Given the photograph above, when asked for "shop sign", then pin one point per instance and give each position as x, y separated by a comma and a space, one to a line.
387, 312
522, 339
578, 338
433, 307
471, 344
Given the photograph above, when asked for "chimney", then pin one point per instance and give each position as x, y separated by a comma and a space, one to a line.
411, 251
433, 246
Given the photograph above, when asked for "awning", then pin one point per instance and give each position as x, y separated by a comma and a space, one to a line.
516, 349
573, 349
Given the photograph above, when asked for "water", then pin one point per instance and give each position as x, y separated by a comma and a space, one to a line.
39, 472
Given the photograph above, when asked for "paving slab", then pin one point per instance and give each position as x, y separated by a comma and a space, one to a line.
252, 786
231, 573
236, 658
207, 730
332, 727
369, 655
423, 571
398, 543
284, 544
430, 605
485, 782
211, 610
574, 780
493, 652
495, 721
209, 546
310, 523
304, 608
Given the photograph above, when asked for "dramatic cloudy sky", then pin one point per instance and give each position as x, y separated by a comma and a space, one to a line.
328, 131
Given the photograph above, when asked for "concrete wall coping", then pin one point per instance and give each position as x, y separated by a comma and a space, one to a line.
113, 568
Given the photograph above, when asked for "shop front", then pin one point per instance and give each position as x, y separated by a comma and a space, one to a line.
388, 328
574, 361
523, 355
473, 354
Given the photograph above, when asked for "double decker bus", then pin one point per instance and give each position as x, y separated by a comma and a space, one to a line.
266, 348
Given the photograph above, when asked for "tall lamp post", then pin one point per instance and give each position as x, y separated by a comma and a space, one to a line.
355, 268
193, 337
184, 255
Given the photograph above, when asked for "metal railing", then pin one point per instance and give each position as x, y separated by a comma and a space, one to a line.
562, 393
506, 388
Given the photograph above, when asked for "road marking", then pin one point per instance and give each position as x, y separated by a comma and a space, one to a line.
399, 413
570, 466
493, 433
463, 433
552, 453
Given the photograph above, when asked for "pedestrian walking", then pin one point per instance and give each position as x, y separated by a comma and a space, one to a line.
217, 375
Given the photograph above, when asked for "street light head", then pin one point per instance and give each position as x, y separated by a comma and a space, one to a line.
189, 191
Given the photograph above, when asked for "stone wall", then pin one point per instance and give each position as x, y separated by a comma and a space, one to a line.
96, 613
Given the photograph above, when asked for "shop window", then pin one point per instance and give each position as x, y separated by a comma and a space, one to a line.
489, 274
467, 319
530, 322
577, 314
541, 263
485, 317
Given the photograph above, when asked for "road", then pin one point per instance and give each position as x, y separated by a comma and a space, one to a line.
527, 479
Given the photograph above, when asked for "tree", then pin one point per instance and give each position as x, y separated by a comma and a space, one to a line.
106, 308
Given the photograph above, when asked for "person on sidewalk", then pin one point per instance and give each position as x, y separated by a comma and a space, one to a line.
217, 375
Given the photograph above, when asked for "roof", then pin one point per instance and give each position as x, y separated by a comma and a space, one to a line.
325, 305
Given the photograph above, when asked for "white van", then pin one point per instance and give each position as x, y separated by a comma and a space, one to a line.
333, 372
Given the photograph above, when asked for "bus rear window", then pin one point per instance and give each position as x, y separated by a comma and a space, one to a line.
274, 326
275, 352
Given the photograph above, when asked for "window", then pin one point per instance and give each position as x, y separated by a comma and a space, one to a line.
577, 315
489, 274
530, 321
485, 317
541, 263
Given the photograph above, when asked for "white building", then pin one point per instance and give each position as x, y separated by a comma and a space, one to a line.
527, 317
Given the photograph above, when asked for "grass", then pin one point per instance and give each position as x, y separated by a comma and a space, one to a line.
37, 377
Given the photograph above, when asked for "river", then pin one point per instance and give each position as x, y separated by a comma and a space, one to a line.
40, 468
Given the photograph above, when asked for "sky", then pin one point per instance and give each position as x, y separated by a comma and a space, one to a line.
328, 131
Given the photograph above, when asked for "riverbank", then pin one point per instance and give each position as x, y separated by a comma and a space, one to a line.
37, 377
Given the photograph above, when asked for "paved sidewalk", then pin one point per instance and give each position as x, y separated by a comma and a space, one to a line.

* [Work task]:
Every line of the listing must be written out again exactly.

* [Written response]:
Given the photograph above, when asked for "shop sign", then pin one point per instance and give each position as x, y separated by a comma and a space, one to a line.
387, 312
522, 339
578, 338
433, 307
471, 344
Given the photograph above, when asked for "chimney", then pin one point per instance and give each position as x, y separated by a comma and a space, one to a line.
411, 251
433, 246
Given the photograph above, when asked for "awning", then pin one point per instance and give each position as x, y separated by a comma and a space, one to a line.
516, 349
573, 349
Given the photograph above, when asked for "water", then pin one point per instance and give each position as x, y separated by a comma and a space, one to a line.
39, 472
Given the photograph above, when asked for "paving slab", then pin one point per instance and give each position as x, y separated by a comma and a space, one to a line.
252, 786
231, 573
236, 658
207, 730
332, 727
369, 655
423, 571
398, 543
284, 544
430, 605
485, 782
211, 610
574, 780
493, 652
495, 721
209, 546
310, 523
304, 608
Given the photograph above, when asked for "dramatic cloudy sky", then pin one point per instance and give each position as x, y separated by a comma and a space, one to a line.
328, 131
Given the photograph above, when asked for "concrete wall coping", then pin one point per instance and give each position as x, y separated by a comma and a space, one to a line.
113, 568
Given the photograph above, when asked for "shop front", then pin one point per instance and give each position as x, y separated by a comma and a space, one to a line.
388, 328
574, 361
523, 355
473, 354
Given the photograph above, when asked for "double decker bus", then pin one point per instance and give each position as x, y separated by a comma and a space, one to a line.
266, 348
Given the photograph above, when asked for "tall lamp post", then pin one point per instance and give each position as x, y separated by a comma and a space, one to a line.
355, 268
193, 337
184, 255
Given the photograph above, when asked for "metal railing", then pin one point per instance and give each position as x, y separated by a comma and a space, one to a line.
562, 393
506, 388
Given the photograph above, when asked for "road marking", then pin one point per instance and give each position as x, y separated by a comma and a space, one to a line.
399, 413
570, 466
493, 433
463, 433
552, 453
Given the photograph above, when asked for "pedestrian walking", then pin one point per instance and give each position as x, y separated by a comma and a space, one to a line.
217, 375
Given the photograph above, when asked for "street light head", then pin one point per instance and give each position as x, y separated by a comma and a space, one to a line.
189, 191
Given the photograph above, when asked for "stone wall", then pin one point per instance and give each position as x, y separated by a comma and a space, one to a line.
96, 613
Given the photograph above, when asked for "shop window", then pin one point per instance and give each position as x, y separated by a comma and a space, one to a line.
489, 274
467, 319
530, 322
577, 314
541, 263
485, 317
Given the photograph above, when asked for "road", then pin one point per instance and give each position as x, y separated by a comma and a space, one to a line.
527, 479
Given the photograph above, when asked for "tree", then pin one point per instance and give each position as x, y separated by a comma and a space, one to a line.
106, 308
Given the photograph above, when asked for "person on sidewalk", then pin one point per instance and give each position as x, y separated by a comma and a space, one to a line.
217, 375
Given the photograph above, when asked for "roof", then pin one point per instance and give each position as x, y separated by a comma and a space, one to a line.
325, 305
Given the photograph above, when asked for "white van", then pin one point per instance and give each position as x, y separated by a comma and a space, one to a line.
333, 372
Given the photograph above, when asked for "bus rear window", then pin one point per instance and give each position as x, y separated by a comma and a space, one to a line.
274, 326
275, 352
Given the photograph above, when asked for "window", then pin one point per instance and give each position as x, y separated by a comma and a space, one to a line.
577, 315
489, 274
530, 321
485, 317
541, 263
Given the photograph above, when asked for "white building", then pin one point per instance and give each position as x, y separated by a comma and a space, one to a line.
527, 317
Given the photograph above, when asked for "grass", then pin one point per instance and give each position as x, y separated by a comma and a space, one to a line.
37, 377
Given the photograph above, when asked for "river", then pin one point per instance and give each position as x, y separated by a comma and a space, one to a line.
40, 468
Given the photograph above, when asked for "sky", then pin one point per instance and give each position as x, y separated by a comma and a space, one to a line.
328, 131
Given the photograph above, when asked for "riverbank", then pin one point per instance and give each position as x, y separated by a comma and a space, one to a line.
37, 377
Given the photograph above, when asked for "paved sidewalk", then pin one point per instance and give each position as x, y separated by a comma and a space, one to a line.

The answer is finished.